____ SOURCE RECORDS
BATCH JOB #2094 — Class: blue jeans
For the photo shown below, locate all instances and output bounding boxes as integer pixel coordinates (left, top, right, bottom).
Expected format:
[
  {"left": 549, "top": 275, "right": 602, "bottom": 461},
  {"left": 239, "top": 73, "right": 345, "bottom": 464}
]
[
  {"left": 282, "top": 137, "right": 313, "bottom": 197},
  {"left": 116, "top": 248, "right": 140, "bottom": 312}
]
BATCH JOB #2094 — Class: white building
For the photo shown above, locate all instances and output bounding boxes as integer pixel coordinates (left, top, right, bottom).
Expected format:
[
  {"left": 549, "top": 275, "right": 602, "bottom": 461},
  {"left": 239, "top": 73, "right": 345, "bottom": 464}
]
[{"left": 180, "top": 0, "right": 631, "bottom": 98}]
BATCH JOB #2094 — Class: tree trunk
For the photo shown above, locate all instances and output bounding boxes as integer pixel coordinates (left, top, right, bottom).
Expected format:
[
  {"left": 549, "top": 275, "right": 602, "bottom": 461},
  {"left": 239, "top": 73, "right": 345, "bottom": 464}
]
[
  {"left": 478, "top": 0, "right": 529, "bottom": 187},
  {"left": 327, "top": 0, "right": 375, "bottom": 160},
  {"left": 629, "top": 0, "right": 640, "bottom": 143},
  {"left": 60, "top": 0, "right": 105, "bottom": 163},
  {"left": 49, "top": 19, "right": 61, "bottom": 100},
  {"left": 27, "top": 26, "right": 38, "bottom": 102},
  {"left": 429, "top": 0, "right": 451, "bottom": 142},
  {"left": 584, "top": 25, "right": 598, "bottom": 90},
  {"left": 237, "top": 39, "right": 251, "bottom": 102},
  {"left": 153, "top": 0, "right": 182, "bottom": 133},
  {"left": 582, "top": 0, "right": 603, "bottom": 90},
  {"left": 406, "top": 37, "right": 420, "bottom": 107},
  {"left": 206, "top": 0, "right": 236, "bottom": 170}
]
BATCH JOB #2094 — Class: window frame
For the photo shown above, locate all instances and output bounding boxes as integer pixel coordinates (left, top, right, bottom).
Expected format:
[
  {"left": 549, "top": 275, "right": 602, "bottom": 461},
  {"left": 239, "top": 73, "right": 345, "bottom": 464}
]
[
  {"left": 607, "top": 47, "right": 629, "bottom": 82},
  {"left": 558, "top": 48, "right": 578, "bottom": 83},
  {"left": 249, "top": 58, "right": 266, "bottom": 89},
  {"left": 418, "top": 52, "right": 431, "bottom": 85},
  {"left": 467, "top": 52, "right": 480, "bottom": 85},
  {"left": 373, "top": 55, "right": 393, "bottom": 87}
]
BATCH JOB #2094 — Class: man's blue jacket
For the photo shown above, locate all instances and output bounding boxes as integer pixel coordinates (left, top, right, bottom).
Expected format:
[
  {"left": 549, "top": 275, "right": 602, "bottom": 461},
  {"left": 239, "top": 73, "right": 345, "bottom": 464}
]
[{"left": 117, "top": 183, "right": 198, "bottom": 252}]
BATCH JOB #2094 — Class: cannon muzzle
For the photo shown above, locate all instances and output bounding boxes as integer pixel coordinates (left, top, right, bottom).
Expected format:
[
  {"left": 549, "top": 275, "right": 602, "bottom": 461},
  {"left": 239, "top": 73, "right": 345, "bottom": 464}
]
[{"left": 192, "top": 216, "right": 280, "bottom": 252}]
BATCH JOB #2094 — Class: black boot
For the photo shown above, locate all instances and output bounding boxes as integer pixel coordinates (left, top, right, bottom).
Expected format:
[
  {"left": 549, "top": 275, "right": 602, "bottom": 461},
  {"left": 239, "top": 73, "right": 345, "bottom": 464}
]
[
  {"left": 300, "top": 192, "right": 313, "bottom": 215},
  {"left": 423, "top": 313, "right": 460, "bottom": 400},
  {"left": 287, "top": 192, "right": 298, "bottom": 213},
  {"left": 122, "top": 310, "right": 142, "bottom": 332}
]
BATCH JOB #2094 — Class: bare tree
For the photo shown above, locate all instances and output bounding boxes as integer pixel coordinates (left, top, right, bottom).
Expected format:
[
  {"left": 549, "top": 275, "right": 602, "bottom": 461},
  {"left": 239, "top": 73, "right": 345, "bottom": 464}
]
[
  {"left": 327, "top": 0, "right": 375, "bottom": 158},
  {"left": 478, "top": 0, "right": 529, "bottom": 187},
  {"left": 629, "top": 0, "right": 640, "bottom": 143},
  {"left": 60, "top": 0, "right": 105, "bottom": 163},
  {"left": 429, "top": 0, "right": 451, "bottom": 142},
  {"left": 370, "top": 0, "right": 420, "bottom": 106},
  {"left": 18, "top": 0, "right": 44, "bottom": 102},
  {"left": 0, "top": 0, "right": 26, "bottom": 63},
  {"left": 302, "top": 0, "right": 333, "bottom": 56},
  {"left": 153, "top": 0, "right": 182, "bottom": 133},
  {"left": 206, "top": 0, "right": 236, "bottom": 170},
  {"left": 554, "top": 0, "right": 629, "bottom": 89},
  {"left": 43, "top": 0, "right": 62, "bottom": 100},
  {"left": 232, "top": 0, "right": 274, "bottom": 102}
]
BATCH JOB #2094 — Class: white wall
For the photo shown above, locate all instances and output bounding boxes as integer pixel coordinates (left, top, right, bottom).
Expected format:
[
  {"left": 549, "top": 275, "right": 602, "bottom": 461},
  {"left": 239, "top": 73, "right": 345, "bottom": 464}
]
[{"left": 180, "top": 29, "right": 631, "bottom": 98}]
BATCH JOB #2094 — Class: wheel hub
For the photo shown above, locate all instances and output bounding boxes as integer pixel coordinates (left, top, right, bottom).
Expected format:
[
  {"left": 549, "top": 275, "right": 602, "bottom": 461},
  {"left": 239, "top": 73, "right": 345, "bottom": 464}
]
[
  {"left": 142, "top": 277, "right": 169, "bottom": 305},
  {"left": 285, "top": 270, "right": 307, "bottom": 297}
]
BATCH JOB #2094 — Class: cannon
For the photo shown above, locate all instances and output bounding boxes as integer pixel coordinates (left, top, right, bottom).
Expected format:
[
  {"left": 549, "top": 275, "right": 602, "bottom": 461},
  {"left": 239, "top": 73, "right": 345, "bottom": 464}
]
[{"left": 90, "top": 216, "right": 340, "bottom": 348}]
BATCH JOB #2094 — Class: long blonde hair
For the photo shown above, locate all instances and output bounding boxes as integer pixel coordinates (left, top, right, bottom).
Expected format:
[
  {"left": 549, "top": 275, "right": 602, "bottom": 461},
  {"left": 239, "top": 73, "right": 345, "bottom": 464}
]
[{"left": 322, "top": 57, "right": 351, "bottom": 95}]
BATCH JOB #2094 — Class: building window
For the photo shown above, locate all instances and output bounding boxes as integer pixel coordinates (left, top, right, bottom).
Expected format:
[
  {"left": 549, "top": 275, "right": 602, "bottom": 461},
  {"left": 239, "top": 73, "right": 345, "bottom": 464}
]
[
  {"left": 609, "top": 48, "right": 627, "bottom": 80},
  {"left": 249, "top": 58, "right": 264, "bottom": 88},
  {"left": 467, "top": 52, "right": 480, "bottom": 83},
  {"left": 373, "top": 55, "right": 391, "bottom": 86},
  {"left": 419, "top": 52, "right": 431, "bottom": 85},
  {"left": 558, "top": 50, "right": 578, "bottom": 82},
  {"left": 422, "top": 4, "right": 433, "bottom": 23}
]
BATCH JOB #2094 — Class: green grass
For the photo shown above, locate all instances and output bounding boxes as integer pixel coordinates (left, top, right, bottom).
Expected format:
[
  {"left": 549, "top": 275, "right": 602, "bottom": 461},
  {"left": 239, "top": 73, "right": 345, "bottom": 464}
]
________
◆ PROBLEM DETAILS ◆
All of the data needs to be reproduced exactly, with no line missing.

◆ RESPONSE TO THIS EXERCISE ◆
BATCH JOB #2094 — Class: blue jeans
For the photo shown below, locate all instances and output bounding boxes as integer pixel coordinates (left, top, right, bottom).
Expected format:
[
  {"left": 549, "top": 275, "right": 602, "bottom": 461},
  {"left": 239, "top": 73, "right": 345, "bottom": 464}
]
[
  {"left": 282, "top": 137, "right": 313, "bottom": 197},
  {"left": 116, "top": 248, "right": 140, "bottom": 312}
]
BATCH JOB #2094 — Class: white building
For the photo shown above, locate all instances and output bounding boxes as integer pixel coordinates (left, top, right, bottom).
Expected format:
[
  {"left": 549, "top": 275, "right": 602, "bottom": 461},
  {"left": 239, "top": 73, "right": 345, "bottom": 464}
]
[{"left": 180, "top": 0, "right": 631, "bottom": 98}]
BATCH JOB #2094 — Class: tree trunk
For the photo shown above, locate all instances and output bounding boxes as integer pixel coordinates (left, top, right, bottom).
Expected format:
[
  {"left": 549, "top": 275, "right": 602, "bottom": 461},
  {"left": 239, "top": 73, "right": 345, "bottom": 464}
]
[
  {"left": 478, "top": 0, "right": 529, "bottom": 187},
  {"left": 327, "top": 0, "right": 375, "bottom": 160},
  {"left": 629, "top": 0, "right": 640, "bottom": 143},
  {"left": 60, "top": 0, "right": 105, "bottom": 163},
  {"left": 49, "top": 19, "right": 61, "bottom": 100},
  {"left": 27, "top": 26, "right": 38, "bottom": 102},
  {"left": 429, "top": 0, "right": 451, "bottom": 142},
  {"left": 584, "top": 25, "right": 598, "bottom": 90},
  {"left": 237, "top": 39, "right": 251, "bottom": 102},
  {"left": 153, "top": 0, "right": 182, "bottom": 133},
  {"left": 582, "top": 0, "right": 603, "bottom": 90},
  {"left": 406, "top": 37, "right": 420, "bottom": 107},
  {"left": 206, "top": 0, "right": 236, "bottom": 170}
]
BATCH JOB #2094 — Class: window frame
For the photo shown above, locate all instances and output bounding boxes as integer pixel coordinates (left, top, right, bottom).
Expected format:
[
  {"left": 549, "top": 275, "right": 602, "bottom": 461},
  {"left": 239, "top": 73, "right": 345, "bottom": 464}
]
[
  {"left": 607, "top": 47, "right": 629, "bottom": 82},
  {"left": 558, "top": 48, "right": 578, "bottom": 83},
  {"left": 249, "top": 58, "right": 266, "bottom": 89},
  {"left": 418, "top": 52, "right": 431, "bottom": 85},
  {"left": 467, "top": 52, "right": 480, "bottom": 85},
  {"left": 373, "top": 55, "right": 393, "bottom": 87}
]
BATCH JOB #2094 — Class: man's blue jacket
For the photo shown above, locate all instances and output bounding boxes as integer pixel coordinates (left, top, right, bottom).
Expected format:
[
  {"left": 549, "top": 275, "right": 602, "bottom": 461},
  {"left": 239, "top": 73, "right": 345, "bottom": 464}
]
[{"left": 117, "top": 183, "right": 198, "bottom": 252}]
BATCH JOB #2094 — Class: cannon muzzle
For the photo shown above, locate all instances and output bounding boxes as integer pixel coordinates (left, top, right, bottom).
Expected format:
[
  {"left": 549, "top": 275, "right": 602, "bottom": 461},
  {"left": 239, "top": 73, "right": 345, "bottom": 464}
]
[{"left": 192, "top": 216, "right": 280, "bottom": 252}]
BATCH JOB #2094 — Class: black boot
For the photo shown above, locate all instances and output bounding boxes as integer pixel coordinates (left, top, right, bottom).
Expected format:
[
  {"left": 549, "top": 275, "right": 602, "bottom": 461},
  {"left": 239, "top": 73, "right": 345, "bottom": 464}
]
[
  {"left": 300, "top": 192, "right": 313, "bottom": 215},
  {"left": 423, "top": 313, "right": 460, "bottom": 400},
  {"left": 287, "top": 192, "right": 298, "bottom": 213},
  {"left": 122, "top": 310, "right": 142, "bottom": 332}
]
BATCH JOB #2094 — Class: bare tree
For the photo shown above, locate all instances and output bounding boxes as integer pixel coordinates (left, top, right, bottom).
Expected format:
[
  {"left": 549, "top": 275, "right": 602, "bottom": 461},
  {"left": 239, "top": 73, "right": 345, "bottom": 464}
]
[
  {"left": 327, "top": 0, "right": 375, "bottom": 158},
  {"left": 478, "top": 0, "right": 529, "bottom": 187},
  {"left": 629, "top": 0, "right": 640, "bottom": 143},
  {"left": 60, "top": 0, "right": 105, "bottom": 163},
  {"left": 429, "top": 0, "right": 451, "bottom": 142},
  {"left": 370, "top": 0, "right": 420, "bottom": 106},
  {"left": 18, "top": 0, "right": 44, "bottom": 102},
  {"left": 0, "top": 0, "right": 26, "bottom": 63},
  {"left": 302, "top": 0, "right": 333, "bottom": 56},
  {"left": 153, "top": 0, "right": 182, "bottom": 133},
  {"left": 206, "top": 0, "right": 236, "bottom": 170},
  {"left": 554, "top": 0, "right": 629, "bottom": 89},
  {"left": 43, "top": 0, "right": 62, "bottom": 100},
  {"left": 232, "top": 0, "right": 274, "bottom": 102}
]
BATCH JOB #2094 — Class: white wall
For the photo shown above, locate all instances and output bounding boxes as integer pixel coordinates (left, top, right, bottom).
Expected format:
[
  {"left": 549, "top": 275, "right": 602, "bottom": 461},
  {"left": 239, "top": 73, "right": 345, "bottom": 464}
]
[{"left": 180, "top": 29, "right": 631, "bottom": 98}]
BATCH JOB #2094 — Class: wheel hub
For the photo shown above, locate all instances and output bounding boxes as integer pixel coordinates (left, top, right, bottom).
Expected format:
[
  {"left": 549, "top": 275, "right": 602, "bottom": 461},
  {"left": 239, "top": 73, "right": 345, "bottom": 464}
]
[
  {"left": 142, "top": 277, "right": 169, "bottom": 305},
  {"left": 285, "top": 270, "right": 307, "bottom": 297}
]
BATCH JOB #2094 — Class: cannon
For the photo shown above, locate all instances and output bounding boxes as integer pixel coordinates (left, top, right, bottom).
Expected format:
[
  {"left": 549, "top": 275, "right": 602, "bottom": 461},
  {"left": 239, "top": 73, "right": 345, "bottom": 464}
]
[{"left": 90, "top": 216, "right": 340, "bottom": 348}]
BATCH JOB #2094 — Class: long blonde hair
For the photo shown above, locate all instances and output bounding boxes as integer pixel coordinates (left, top, right, bottom).
Expected format:
[
  {"left": 549, "top": 275, "right": 602, "bottom": 461},
  {"left": 239, "top": 73, "right": 345, "bottom": 464}
]
[{"left": 322, "top": 57, "right": 351, "bottom": 95}]
BATCH JOB #2094 — Class: building window
For the photo shown above, locate all instances and output bounding boxes as integer pixel coordinates (left, top, right, bottom).
Expected format:
[
  {"left": 549, "top": 275, "right": 602, "bottom": 461},
  {"left": 239, "top": 73, "right": 345, "bottom": 464}
]
[
  {"left": 609, "top": 48, "right": 627, "bottom": 80},
  {"left": 249, "top": 58, "right": 264, "bottom": 88},
  {"left": 467, "top": 52, "right": 480, "bottom": 83},
  {"left": 373, "top": 55, "right": 391, "bottom": 86},
  {"left": 419, "top": 52, "right": 431, "bottom": 85},
  {"left": 558, "top": 50, "right": 578, "bottom": 82},
  {"left": 422, "top": 4, "right": 433, "bottom": 23}
]
BATCH JOB #2094 — Class: green grass
For the photo shown above, locate all instances and output bounding boxes as integer pixel coordinates (left, top, right, bottom).
Expected format:
[
  {"left": 549, "top": 275, "right": 602, "bottom": 461},
  {"left": 239, "top": 73, "right": 345, "bottom": 464}
]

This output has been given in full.